◆ **Selected text**
Advertisement

Number of People Living Near Volcanoes Growing

Share
TIMES STAFF WRITER

The number of people who live in areas at risk from volcanic eruptions will reach 500 million by the year 2000, according to a report by scientists of the U.S. Geological Survey.

About 90% of the threatened people will live along the subduction zones of the Pacific Rim’s so-called Ring of Fire, where 75% of Earth’s 850 active volcanoes are found, said Robert I. Tilling of the Geological Survey’s Western regional office in Menlo Park, Calif.

“Although eruption frequency and hazards severity have not increased in recent centuries, the problem of reducing volcanic risk necessarily becomes more acute with continuing explosive population growth, especially for many developing countries rimming the Pacific Ocean,” Tilling said in the report released last month.

Advertisement

He and another Geological Survey scientist, Peter W. Lipman, said more intensive monitoring of volcanoes, better techniques for predicting eruptions, more effective interaction with civil authorities and the public and improved international cooperation are necessary to deal with the risk.

◆ **Study material**
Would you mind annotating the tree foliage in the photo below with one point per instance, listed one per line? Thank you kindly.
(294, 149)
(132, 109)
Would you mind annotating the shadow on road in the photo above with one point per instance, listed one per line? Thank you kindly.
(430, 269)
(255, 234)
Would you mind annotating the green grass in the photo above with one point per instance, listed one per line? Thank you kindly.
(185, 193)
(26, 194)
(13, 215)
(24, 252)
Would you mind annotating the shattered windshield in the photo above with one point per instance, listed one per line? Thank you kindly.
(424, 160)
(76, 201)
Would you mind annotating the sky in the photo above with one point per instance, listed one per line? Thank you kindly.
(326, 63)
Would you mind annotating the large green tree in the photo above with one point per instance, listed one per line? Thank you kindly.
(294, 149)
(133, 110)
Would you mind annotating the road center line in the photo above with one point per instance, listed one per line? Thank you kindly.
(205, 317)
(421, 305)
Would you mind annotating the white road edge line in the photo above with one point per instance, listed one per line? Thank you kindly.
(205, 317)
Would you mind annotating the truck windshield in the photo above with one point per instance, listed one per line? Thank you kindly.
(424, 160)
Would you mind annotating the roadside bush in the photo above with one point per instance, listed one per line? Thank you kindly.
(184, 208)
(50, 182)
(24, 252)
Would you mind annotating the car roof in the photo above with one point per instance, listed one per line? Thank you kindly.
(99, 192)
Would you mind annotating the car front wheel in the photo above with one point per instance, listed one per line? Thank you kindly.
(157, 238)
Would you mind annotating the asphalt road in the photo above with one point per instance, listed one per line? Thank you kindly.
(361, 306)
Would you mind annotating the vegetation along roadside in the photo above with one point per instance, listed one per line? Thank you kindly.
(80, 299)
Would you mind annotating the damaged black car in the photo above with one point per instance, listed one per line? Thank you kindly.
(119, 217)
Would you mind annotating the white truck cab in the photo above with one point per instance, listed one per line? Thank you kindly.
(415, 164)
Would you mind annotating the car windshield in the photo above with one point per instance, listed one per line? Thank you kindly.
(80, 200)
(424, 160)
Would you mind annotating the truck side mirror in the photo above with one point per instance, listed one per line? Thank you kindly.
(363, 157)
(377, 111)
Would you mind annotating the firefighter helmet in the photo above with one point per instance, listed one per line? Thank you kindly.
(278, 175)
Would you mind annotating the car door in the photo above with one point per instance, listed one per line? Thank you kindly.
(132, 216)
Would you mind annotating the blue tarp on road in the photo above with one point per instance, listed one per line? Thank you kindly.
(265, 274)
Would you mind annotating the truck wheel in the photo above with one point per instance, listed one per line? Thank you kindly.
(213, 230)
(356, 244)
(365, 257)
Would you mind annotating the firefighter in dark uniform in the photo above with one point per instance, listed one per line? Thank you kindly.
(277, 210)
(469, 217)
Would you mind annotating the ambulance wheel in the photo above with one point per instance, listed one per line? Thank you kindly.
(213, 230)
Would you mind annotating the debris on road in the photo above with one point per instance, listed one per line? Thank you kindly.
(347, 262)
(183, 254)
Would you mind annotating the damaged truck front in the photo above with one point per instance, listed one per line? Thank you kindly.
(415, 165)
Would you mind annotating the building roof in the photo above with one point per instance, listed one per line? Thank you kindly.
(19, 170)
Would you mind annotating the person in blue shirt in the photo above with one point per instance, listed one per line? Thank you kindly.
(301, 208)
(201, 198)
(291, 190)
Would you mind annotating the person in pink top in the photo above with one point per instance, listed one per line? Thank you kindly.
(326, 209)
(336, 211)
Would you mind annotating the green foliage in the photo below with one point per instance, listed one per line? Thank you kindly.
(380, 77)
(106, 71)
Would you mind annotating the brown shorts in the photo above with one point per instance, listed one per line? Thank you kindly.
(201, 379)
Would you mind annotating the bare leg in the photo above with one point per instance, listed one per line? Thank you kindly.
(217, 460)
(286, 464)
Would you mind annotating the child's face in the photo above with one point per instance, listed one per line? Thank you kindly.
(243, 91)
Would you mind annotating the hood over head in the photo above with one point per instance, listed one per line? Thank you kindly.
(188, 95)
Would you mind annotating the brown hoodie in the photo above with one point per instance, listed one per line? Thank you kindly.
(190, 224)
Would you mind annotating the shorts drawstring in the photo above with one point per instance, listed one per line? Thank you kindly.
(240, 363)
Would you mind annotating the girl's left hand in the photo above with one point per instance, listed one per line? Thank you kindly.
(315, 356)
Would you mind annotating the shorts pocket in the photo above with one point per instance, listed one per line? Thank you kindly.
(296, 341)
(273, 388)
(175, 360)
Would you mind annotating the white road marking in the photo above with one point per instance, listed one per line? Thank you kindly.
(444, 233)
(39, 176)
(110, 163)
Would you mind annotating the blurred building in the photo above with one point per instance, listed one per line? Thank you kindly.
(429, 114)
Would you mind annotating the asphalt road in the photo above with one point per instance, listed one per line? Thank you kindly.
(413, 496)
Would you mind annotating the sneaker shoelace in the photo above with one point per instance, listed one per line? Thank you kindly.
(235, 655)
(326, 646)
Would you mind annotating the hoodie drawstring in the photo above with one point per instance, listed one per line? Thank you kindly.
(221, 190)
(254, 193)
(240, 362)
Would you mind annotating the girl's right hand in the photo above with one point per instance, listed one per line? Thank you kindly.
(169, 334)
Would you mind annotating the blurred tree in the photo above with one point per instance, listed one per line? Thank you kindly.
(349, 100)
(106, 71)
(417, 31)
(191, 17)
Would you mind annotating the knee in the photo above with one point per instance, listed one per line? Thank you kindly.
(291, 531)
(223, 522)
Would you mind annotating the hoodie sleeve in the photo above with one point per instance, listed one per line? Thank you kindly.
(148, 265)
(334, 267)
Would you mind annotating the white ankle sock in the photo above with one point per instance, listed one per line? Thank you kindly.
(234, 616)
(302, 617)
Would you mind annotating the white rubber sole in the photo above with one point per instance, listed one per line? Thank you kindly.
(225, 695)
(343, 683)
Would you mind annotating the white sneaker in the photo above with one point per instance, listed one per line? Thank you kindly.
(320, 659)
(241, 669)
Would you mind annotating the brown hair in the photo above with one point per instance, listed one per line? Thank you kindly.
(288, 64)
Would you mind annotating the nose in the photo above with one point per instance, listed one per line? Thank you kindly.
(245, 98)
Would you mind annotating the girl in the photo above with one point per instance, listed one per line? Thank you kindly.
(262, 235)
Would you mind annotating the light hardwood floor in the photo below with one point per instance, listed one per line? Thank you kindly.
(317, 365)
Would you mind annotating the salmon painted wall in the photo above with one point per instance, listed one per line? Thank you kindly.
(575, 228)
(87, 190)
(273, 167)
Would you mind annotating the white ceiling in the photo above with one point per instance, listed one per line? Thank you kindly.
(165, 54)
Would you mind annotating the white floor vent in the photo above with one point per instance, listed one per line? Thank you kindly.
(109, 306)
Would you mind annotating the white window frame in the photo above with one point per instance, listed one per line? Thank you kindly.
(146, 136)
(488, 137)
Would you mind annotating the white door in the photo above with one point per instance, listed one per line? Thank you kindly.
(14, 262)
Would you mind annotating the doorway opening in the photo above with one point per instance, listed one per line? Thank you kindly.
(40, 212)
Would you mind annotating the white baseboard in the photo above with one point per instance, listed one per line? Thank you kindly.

◆ **Action item A**
Answer these questions using the volcano article.
(i) How many people will live in areas at risk from volcanic eruptions by the year 2000?
(ii) What percentage of Earth's 850 active volcanoes are found along the Ring of Fire?
(iii) Which other Geological Survey scientist, besides Tilling, called for more intensive monitoring of volcanoes?
◆ **Action item B**
Resume the volcano article, starting after its final sentence.
The records are separate material and have no connection to the volcano article.

◆ **Task output A**
(i) 500 million
(ii) 75%
(iii) Peter W. Lipman

◆ **Task output B**
Since 1600, there have been approximately 262,000 deaths from volcanic eruptions, about 76,000 in this century, according to the report.

But about 55,000 of the deaths in the 20th Century occurred from just two eruptions--those of Mt. Pelee on Martinique in the West Indies and of Nevado del Ruiz in Colombia.

A total of 29,933 people were killed in St. Pierre on May 8, 1902, when Mt. Pelee exploded, sending a huge fireball downhill and incinerating the coastal city. There was one survivor.

The Nevado del Ruiz deaths were caused by a catastrophic mudflow from the erupting volcano Nov. 13, 1985, which wiped out much of the city of Armero, killing approximately 25,000 people.

Of the six deadliest eruptions since 1600--Laki in Iceland in 1783, Unzen in Japan in 1792, Tambora in Indonesia in 1815, Krakatoa in Indonesia in 1883, Pelee and Ruiz--only Laki did not involve a subduction zone, Tilling said.

Advertisement

Subduction zones are places where the leading edge of one tectonic plate, floating on Earth’s mantle, over tens of millions of years dives under another, eventually causing great earthquakes and explosive volcanic eruptions that often emit high quantities of sulfur, causing a temporary cooling of the Earth’s climate.